Could you give back every record below exactly, leaving out the pictures?
Exercise data below:
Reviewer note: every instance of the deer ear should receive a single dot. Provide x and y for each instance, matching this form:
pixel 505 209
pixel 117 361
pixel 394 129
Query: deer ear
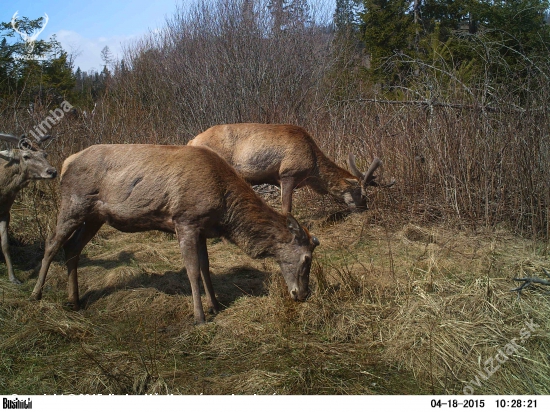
End of Exercise data.
> **Answer box**:
Reviewer note: every instance of the deer ear should receive a single dot. Provide x and y for each instance, matching this form:
pixel 505 209
pixel 117 361
pixel 394 129
Query: deer ear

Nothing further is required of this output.